(Extracted data entries)
^^^^^^^^

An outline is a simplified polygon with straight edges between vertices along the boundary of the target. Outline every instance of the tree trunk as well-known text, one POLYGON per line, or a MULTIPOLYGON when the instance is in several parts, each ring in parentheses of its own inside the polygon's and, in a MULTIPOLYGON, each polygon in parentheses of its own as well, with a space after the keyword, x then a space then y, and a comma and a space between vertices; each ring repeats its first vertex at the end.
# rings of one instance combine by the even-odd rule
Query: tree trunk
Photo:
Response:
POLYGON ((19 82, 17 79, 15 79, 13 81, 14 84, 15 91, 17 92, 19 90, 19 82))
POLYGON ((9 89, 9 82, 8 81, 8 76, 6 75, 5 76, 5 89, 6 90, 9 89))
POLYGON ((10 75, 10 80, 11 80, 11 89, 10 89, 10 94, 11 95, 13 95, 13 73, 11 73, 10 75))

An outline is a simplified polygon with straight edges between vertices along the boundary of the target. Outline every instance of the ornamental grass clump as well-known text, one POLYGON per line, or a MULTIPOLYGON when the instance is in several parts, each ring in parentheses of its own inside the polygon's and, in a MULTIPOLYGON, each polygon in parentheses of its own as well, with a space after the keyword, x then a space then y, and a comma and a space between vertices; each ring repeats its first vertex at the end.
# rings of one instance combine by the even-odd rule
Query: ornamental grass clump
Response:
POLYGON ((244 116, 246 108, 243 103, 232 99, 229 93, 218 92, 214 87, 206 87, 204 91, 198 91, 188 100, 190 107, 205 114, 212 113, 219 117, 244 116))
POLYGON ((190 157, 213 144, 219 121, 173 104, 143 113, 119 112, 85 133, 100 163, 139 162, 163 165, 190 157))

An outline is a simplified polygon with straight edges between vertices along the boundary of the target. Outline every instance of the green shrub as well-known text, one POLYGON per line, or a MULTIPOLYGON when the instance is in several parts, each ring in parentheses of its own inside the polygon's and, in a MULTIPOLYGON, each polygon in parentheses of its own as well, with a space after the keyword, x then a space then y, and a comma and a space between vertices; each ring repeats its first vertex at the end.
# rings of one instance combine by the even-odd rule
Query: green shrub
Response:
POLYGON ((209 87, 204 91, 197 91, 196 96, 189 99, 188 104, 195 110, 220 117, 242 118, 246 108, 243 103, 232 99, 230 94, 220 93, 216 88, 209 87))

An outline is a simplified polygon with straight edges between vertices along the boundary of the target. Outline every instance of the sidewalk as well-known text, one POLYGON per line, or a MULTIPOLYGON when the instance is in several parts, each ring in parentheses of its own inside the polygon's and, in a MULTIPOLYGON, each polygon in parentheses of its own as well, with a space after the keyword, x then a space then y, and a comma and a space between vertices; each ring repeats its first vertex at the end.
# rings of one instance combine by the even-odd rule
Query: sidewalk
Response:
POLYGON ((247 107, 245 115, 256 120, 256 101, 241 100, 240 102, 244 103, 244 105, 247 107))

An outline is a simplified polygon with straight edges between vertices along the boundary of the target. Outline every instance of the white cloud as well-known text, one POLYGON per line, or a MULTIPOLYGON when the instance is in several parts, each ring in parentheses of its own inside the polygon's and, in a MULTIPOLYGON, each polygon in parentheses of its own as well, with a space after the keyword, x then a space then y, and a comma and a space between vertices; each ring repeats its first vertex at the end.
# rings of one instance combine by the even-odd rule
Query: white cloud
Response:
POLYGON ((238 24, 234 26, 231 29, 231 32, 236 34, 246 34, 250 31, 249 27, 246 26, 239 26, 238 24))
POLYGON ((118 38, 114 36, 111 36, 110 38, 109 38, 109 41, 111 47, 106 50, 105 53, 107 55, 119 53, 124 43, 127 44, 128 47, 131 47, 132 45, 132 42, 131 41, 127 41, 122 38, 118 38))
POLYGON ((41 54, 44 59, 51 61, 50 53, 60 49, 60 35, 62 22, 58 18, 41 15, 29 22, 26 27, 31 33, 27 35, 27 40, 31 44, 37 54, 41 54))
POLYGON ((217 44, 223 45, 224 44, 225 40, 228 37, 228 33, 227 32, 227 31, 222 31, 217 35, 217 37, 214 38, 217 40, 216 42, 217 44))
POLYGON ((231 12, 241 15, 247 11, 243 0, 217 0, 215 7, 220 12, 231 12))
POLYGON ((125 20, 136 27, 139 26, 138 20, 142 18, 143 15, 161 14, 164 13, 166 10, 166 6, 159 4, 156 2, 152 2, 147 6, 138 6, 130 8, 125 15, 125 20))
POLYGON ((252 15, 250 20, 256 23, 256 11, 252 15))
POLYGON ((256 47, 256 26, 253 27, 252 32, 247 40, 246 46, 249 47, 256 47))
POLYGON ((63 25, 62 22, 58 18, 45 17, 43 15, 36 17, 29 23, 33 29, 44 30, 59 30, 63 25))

^^^^^^^^

**What you are asked to do**
Format every line above as a JSON list of strings, one string per line, leaving out blank lines.

**Solution to the exercise**
[
  "An outline is a simplified polygon with straight edges between vertices along the boundary of the target. Outline every instance of the tree trunk as well-known text, one POLYGON per line, or a MULTIPOLYGON when the instance is in several parts, each ring in parentheses of its own inside the polygon's and, in a MULTIPOLYGON, each polygon in parentheses of its own as well, with a space after the keyword, x then a space then y, and a comma and a space between vertices; each ring repeats its first vertex at the end.",
  "# rings of one instance combine by the even-odd rule",
  "Query: tree trunk",
  "Photo:",
  "Response:",
  "POLYGON ((19 82, 17 79, 15 79, 13 81, 14 84, 15 91, 17 92, 19 90, 19 82))",
  "POLYGON ((9 89, 9 82, 8 81, 8 76, 6 75, 5 76, 5 89, 6 90, 9 89))",
  "POLYGON ((10 75, 10 80, 11 80, 11 89, 10 89, 10 94, 11 95, 13 95, 13 73, 11 73, 10 75))",
  "An outline is a simplified polygon with straight edges between vertices along the boundary of the target. Outline every instance of the ornamental grass clump as well-known text, one POLYGON per line, or a MULTIPOLYGON when the instance is in several parts, each ring in parentheses of its own inside the polygon's and, in a MULTIPOLYGON, each polygon in parentheses of its own as well, with a space after the keyword, x then a space then y, and a comma and a space between vertices; each ring repeats its first vertex at the end.",
  "# rings of one instance combine by the even-odd rule",
  "Query: ornamental grass clump",
  "Response:",
  "POLYGON ((244 116, 246 108, 243 103, 232 99, 229 93, 218 92, 214 87, 206 87, 204 91, 198 91, 188 100, 190 107, 205 114, 212 113, 219 117, 244 116))",
  "POLYGON ((190 157, 213 144, 219 121, 173 104, 143 113, 119 112, 85 133, 100 163, 139 162, 163 165, 190 157))",
  "An outline is a simplified polygon with straight edges between vertices along the boundary of the target. Outline every instance of the green shrub as well-known text, one POLYGON per line, or a MULTIPOLYGON when the instance is in several parts, each ring in parentheses of its own inside the polygon's and, in a MULTIPOLYGON, each polygon in parentheses of its own as well, with a space after the keyword, x then a space then y, and a comma and a space between vertices; each ring repeats its first vertex at the end.",
  "# rings of one instance combine by the even-odd rule",
  "Query: green shrub",
  "Response:",
  "POLYGON ((209 87, 204 91, 197 91, 196 96, 189 99, 188 104, 195 110, 220 117, 242 118, 246 108, 243 103, 232 99, 230 94, 220 93, 216 88, 209 87))",
  "An outline is a simplified polygon with straight edges between vertices along the boundary of the target. Outline every instance of the sidewalk as well-known text, one POLYGON per line, or a MULTIPOLYGON when the instance is in several parts, each ring in parentheses of its own inside the polygon's and, in a MULTIPOLYGON, each polygon in parentheses of its own as well, with a space after the keyword, x then a space then y, and a comma and a space between vertices; each ring repeats its first vertex at the end.",
  "# rings of one instance combine by the even-odd rule",
  "Query: sidewalk",
  "Response:",
  "POLYGON ((247 107, 245 115, 256 120, 256 101, 241 100, 240 102, 244 103, 244 105, 247 107))",
  "An outline is a simplified polygon with straight edges between vertices along the boundary of the target. Outline every instance of the white cloud as well-known text, one POLYGON per line, or a MULTIPOLYGON when the instance is in several parts, each ring in parentheses of its own inside the polygon's and, in a MULTIPOLYGON, each polygon in parentheses of its own as well, with a space after the keyword, x then a space then y, and a comma and a space between vertices; each ring repeats its first vertex at the end.",
  "# rings of one instance combine by the even-odd rule",
  "Query: white cloud",
  "Response:",
  "POLYGON ((238 24, 234 26, 231 29, 231 32, 236 34, 246 34, 250 31, 249 27, 246 26, 239 26, 238 24))",
  "POLYGON ((118 38, 114 36, 111 36, 110 38, 109 38, 109 41, 111 47, 106 50, 105 53, 107 55, 119 53, 124 43, 127 44, 128 47, 131 47, 132 45, 132 42, 131 41, 127 41, 122 38, 118 38))",
  "POLYGON ((41 54, 44 59, 51 61, 50 53, 60 49, 60 35, 62 22, 58 18, 41 15, 29 22, 26 27, 31 33, 27 35, 27 40, 31 44, 37 54, 41 54))",
  "POLYGON ((217 44, 223 45, 224 44, 225 40, 228 37, 228 33, 227 32, 227 31, 222 31, 217 35, 217 37, 214 38, 217 40, 216 42, 217 44))",
  "POLYGON ((231 12, 241 15, 247 11, 243 0, 217 0, 215 7, 220 12, 231 12))",
  "POLYGON ((125 20, 136 27, 139 26, 138 20, 142 18, 143 15, 161 14, 164 13, 166 10, 166 6, 159 4, 156 2, 152 2, 147 6, 138 6, 130 8, 125 15, 125 20))",
  "POLYGON ((252 15, 250 20, 256 23, 256 11, 252 15))",
  "POLYGON ((256 47, 256 26, 253 27, 252 32, 247 40, 246 46, 249 47, 256 47))",
  "POLYGON ((63 25, 62 22, 58 18, 45 17, 43 15, 36 17, 29 23, 33 29, 44 30, 59 30, 63 25))"
]